**FRAGMENTO SELECCIONADO**
= = =

En Murcia no se vivieron los estragos de la guerra como en otras provincias, aunque por supuesto hubo carencias, incluso para familias acomodadas. Su infancia transcurrió feliz a pesar del peso del abandono paterno. Su madre se volvió a casar y tuvo un nuevo hijo llamado Juan, su hermanastro,  tan sólo tres años mayor que la hermana mayor de mi padre. Ya entrada en la adolescencia se metió de aprendiz de costurera en Murcia capital, más que para dedicarse al oficio, para aprender a hacerse sus propios arreglos. Fueron estos los tiempos de sus primeros pretendientes, uno de los cuales debió ser muy importante para ella ya que, si me pongo a visualizarlo, puedo reconocerlo perfectamente en mi mente debido al retrato robot que formé sobre él de acuerdo a los relatos de mi abuela: alto, rubio, apuesto y con ojos azules. Vicente, creo recordar.
Mi abuela siempre relataba los entresijos del taller, cuyo dueño, más maricón que un palomo cojo, como decía siempre ella, era el padre de una de las aprendizas, solía llevarse a la trastienda del local a sus amantes. Era tal la que organizaban, que la hija se ruborizaba cuando los amigos de su padre se marchaban, lo que se convertía en la comidilla de todas. Y fue en estos tiempos, en plena posguerra cuando,  a la edad de dieciocho años, conoció a mi abuelo Eduardo, llamado el Zoca por sus amigos por lo bien que pegaba al balón con la pierna izquierda.
Eduardo empezó a rondar a su Irma en el taller, cuando él contaba con veintiocho años, diez más que mi abuela. Llegó allí de la mano de un amigo suyo, que pretendía a otra de las aprendizas del lugar. Siempre contaba mi abuela que ya tenía el pelo blanco con esa edad.
 –Sales con un viejo – le decían sus amigas.
Mi abuelo tenía palique, así la conquistó, y así fue como se hicieron novios. Sus salidas consistían en ir a pelar la pava al Malecón y en magrearse de vez en cuando con discreción, y aunque mi abuelo parecía tener las manos muy largas, mi abuela no ponía mucho empeño en frenar a su novio.

= = =

**Registros de un conjunto de datos**
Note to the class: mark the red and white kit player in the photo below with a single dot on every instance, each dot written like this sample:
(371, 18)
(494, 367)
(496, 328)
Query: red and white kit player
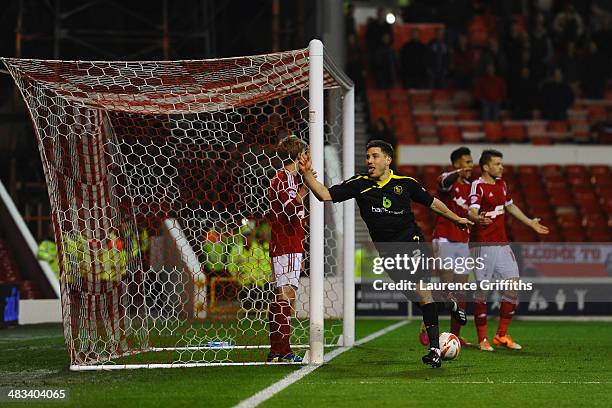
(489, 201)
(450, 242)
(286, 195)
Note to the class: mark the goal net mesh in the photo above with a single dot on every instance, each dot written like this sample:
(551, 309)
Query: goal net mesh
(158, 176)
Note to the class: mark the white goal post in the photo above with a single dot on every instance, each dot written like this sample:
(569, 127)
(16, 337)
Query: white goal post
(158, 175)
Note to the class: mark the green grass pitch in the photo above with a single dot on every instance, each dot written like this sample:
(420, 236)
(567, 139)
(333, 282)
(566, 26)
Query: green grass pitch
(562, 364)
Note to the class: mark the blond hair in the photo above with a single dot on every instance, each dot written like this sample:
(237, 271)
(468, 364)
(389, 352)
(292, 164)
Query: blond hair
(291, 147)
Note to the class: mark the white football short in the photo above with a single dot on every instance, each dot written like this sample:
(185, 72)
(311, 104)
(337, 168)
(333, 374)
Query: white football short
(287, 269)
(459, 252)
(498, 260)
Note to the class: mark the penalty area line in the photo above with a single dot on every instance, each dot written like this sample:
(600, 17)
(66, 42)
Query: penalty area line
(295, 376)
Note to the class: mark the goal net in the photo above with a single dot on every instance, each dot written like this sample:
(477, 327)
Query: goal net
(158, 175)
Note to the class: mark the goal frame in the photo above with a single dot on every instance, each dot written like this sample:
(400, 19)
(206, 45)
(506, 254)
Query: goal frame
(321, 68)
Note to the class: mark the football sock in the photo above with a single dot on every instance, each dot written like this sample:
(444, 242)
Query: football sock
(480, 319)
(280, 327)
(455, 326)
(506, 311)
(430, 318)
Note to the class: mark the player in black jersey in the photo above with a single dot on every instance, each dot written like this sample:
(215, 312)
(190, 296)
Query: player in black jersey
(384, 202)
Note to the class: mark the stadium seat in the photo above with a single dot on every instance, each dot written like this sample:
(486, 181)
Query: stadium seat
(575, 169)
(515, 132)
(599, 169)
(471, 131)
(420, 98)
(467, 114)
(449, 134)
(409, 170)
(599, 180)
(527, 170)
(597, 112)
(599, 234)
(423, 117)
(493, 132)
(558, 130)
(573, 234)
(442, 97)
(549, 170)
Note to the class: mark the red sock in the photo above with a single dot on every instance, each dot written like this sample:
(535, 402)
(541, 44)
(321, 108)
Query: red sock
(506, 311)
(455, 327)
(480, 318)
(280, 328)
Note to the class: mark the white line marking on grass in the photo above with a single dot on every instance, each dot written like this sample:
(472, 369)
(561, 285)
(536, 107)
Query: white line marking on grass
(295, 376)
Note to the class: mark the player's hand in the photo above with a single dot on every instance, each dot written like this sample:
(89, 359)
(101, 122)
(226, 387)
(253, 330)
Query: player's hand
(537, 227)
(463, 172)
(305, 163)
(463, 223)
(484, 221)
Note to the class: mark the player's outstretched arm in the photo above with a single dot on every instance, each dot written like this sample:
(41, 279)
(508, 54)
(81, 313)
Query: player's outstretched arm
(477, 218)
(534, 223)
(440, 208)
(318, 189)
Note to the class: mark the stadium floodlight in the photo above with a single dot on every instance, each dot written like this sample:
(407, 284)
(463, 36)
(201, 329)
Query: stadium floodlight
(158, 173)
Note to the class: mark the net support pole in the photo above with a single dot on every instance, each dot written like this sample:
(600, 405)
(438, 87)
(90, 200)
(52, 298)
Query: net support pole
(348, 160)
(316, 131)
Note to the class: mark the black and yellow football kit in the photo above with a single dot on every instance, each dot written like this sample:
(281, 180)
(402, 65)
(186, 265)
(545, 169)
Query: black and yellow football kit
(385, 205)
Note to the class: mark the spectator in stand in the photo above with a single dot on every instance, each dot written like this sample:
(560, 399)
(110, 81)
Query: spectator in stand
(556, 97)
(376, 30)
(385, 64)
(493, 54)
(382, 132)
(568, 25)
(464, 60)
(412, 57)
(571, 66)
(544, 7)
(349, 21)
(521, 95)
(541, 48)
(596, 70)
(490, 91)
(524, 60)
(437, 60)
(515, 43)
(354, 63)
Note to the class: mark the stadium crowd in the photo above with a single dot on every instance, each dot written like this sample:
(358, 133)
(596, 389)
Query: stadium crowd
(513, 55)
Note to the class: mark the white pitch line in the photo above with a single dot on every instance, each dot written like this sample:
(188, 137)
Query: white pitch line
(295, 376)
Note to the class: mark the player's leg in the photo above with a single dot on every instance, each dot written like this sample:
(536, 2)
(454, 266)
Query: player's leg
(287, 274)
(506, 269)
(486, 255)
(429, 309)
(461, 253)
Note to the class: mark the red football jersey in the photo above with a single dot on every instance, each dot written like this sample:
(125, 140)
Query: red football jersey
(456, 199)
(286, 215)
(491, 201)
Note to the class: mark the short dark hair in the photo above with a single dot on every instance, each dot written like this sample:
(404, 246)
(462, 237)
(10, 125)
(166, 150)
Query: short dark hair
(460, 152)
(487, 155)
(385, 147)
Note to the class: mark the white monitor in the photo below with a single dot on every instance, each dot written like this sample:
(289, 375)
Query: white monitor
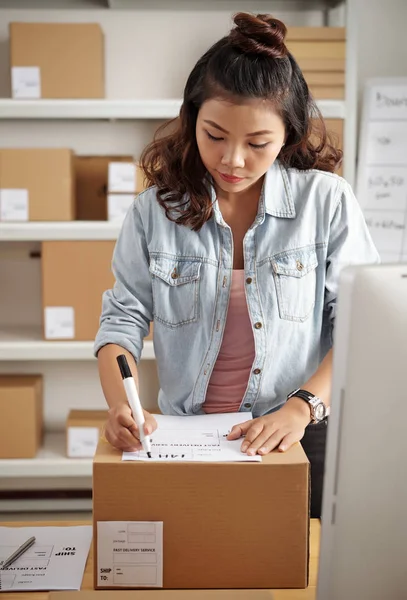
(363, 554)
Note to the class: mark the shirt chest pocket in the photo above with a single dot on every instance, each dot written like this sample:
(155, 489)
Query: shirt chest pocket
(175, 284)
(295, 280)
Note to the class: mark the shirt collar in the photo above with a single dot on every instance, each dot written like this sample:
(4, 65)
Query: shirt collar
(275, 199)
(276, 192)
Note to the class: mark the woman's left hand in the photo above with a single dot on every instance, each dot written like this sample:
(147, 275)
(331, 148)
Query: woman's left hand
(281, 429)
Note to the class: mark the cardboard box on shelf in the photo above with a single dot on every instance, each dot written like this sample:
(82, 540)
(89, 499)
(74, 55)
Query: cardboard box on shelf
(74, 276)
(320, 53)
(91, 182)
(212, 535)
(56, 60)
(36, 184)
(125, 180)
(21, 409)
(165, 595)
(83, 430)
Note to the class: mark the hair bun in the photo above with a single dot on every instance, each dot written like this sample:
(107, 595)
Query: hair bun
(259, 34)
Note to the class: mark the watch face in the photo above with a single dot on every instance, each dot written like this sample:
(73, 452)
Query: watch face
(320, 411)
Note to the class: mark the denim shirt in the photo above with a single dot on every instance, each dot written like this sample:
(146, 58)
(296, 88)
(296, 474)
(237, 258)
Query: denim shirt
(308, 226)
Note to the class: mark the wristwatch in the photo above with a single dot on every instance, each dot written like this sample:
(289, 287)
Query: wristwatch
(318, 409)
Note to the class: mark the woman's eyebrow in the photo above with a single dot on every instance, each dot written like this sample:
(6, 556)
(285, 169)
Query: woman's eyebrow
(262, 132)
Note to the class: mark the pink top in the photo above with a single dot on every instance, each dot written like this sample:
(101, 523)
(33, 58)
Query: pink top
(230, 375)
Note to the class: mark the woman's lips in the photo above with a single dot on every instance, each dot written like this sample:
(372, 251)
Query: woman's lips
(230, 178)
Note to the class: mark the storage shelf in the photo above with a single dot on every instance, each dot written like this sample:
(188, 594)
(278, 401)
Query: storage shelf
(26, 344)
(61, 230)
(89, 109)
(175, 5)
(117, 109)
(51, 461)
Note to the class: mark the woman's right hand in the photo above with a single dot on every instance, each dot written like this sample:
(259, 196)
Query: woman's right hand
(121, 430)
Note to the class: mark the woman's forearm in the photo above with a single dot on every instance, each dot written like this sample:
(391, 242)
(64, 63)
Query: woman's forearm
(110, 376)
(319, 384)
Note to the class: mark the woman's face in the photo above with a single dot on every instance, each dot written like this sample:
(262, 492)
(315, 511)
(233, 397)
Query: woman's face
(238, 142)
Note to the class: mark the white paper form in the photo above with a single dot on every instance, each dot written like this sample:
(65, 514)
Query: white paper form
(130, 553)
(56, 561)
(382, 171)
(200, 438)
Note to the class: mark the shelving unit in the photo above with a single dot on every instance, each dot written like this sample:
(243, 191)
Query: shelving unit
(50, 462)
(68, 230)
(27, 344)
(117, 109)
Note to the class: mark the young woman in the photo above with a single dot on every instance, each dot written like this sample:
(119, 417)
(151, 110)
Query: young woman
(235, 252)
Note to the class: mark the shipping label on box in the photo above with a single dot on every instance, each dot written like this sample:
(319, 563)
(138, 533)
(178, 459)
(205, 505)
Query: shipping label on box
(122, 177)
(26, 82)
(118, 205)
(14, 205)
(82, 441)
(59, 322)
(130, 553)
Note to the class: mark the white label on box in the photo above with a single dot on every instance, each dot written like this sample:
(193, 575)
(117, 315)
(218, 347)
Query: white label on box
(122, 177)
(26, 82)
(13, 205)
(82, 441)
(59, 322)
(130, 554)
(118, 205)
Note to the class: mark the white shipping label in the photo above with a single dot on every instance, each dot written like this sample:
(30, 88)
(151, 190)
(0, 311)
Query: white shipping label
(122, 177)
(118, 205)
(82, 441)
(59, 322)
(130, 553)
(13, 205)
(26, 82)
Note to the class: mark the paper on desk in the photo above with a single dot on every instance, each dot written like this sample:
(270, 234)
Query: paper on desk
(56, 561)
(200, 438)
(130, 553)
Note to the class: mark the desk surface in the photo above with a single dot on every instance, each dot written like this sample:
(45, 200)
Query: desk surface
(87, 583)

= = =

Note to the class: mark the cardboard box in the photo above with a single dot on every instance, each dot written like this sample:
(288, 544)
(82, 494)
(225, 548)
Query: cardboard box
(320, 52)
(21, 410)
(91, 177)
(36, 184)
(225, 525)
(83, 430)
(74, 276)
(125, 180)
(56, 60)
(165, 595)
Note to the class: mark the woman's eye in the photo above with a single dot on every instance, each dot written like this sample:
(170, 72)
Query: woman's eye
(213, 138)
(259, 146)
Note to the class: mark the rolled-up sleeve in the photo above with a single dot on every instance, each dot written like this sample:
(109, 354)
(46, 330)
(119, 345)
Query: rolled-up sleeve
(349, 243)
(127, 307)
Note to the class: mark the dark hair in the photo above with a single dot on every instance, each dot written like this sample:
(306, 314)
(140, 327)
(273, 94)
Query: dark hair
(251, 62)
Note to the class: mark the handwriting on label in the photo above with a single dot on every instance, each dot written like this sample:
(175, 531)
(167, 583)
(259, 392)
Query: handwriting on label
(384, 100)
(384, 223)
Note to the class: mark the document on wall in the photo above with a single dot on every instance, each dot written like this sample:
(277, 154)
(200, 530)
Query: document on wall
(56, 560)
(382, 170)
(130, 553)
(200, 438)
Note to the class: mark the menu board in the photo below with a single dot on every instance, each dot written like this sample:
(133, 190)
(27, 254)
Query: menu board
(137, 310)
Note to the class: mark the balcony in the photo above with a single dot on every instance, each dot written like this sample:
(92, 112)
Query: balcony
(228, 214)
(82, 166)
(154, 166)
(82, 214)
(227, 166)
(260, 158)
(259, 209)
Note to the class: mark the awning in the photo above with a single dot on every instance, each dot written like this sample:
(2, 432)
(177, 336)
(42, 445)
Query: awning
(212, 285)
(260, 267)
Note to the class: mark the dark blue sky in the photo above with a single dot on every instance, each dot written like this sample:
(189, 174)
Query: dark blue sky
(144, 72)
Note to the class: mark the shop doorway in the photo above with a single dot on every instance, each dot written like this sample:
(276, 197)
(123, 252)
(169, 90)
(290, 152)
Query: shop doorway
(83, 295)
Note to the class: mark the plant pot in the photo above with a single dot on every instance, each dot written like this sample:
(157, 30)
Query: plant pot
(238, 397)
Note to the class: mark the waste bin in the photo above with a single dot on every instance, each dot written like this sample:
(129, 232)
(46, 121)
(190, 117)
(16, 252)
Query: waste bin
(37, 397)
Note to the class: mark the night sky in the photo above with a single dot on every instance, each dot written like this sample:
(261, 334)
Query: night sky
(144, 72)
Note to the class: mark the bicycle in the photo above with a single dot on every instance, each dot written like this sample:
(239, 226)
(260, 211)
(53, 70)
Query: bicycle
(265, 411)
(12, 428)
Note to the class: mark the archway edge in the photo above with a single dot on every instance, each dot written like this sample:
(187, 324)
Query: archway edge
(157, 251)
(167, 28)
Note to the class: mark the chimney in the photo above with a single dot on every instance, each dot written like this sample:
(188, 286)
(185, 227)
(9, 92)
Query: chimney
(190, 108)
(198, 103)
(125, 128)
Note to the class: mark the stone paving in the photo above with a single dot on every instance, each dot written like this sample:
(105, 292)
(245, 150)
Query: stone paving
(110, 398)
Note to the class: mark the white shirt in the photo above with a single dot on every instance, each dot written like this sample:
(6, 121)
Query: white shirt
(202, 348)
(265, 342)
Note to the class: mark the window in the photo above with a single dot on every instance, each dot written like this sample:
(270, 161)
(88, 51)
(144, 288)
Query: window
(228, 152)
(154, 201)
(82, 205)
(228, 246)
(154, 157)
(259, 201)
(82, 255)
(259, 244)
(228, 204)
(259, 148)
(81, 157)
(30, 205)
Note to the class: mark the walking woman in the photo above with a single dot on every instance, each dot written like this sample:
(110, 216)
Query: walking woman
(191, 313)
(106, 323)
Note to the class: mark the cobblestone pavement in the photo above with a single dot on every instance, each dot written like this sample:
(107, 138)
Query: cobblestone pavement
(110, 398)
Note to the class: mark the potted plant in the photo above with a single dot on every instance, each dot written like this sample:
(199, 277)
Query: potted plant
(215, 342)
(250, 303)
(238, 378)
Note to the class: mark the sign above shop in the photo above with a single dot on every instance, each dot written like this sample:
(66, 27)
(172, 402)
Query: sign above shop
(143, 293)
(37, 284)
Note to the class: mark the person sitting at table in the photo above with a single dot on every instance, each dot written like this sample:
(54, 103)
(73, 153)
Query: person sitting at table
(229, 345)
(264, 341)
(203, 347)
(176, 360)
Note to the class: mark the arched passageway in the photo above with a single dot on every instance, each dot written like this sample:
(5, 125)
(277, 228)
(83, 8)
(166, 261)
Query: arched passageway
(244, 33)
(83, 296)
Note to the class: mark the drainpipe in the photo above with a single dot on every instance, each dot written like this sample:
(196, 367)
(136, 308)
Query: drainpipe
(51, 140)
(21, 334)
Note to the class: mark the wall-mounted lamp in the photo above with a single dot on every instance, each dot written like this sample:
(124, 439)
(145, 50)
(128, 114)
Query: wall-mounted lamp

= = =

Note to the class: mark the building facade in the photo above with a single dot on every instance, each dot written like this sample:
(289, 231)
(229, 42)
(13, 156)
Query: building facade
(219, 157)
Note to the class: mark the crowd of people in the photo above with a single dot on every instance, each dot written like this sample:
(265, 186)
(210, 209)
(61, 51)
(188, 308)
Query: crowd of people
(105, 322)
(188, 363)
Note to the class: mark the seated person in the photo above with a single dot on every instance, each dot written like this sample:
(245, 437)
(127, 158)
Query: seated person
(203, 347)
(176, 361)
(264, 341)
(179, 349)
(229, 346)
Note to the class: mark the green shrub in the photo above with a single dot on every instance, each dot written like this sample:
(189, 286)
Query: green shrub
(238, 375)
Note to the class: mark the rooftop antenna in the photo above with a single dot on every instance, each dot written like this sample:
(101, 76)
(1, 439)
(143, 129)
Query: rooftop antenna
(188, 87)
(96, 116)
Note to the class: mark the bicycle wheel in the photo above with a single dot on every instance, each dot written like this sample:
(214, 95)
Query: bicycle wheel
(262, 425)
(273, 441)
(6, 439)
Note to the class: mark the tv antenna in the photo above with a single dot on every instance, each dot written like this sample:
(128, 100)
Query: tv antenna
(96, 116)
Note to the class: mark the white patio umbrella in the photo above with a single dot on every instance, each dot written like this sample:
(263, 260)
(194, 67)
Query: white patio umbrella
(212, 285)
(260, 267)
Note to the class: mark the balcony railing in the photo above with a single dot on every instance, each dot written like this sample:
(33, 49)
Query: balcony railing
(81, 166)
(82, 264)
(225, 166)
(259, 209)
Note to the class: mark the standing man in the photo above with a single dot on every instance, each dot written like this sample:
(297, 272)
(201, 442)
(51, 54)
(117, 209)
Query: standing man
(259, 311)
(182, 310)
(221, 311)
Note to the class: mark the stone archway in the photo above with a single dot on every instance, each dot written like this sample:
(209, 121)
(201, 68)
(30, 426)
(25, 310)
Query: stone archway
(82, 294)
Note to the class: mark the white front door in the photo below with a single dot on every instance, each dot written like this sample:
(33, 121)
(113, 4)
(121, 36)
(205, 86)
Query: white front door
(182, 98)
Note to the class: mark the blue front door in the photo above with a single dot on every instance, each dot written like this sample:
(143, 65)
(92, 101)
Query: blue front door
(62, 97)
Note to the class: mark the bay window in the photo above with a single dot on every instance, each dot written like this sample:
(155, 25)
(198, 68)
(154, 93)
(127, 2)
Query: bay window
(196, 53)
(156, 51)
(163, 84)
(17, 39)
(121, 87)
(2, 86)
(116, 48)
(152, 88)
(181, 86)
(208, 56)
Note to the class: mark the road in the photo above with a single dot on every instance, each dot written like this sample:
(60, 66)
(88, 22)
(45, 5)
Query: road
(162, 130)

= = =

**OBJETIVO DEL EJERCICIO**
Copia el relato sobre la abuela empezando en las palabras "Mi abuela siempre" y terminando después de "decían sus amigas.", y cambia "taller" por "obrador".

**SOLUCIÓN DEL PROBLEMA**
Mi abuela siempre relataba los entresijos del obrador, cuyo dueño, más maricón que un palomo cojo, como decía siempre ella, era el padre de una de las aprendizas, solía llevarse a la trastienda del local a sus amantes. Era tal la que organizaban, que la hija se ruborizaba cuando los amigos de su padre se marchaban, lo que se convertía en la comidilla de todas. Y fue en estos tiempos, en plena posguerra cuando,  a la edad de dieciocho años, conoció a mi abuelo Eduardo, llamado el Zoca por sus amigos por lo bien que pegaba al balón con la pierna izquierda.
Eduardo empezó a rondar a su Irma en el obrador, cuando él contaba con veintiocho años, diez más que mi abuela. Llegó allí de la mano de un amigo suyo, que pretendía a otra de las aprendizas del lugar. Siempre contaba mi abuela que ya tenía el pelo blanco con esa edad.
 –Sales con un viejo – le decían sus amigas.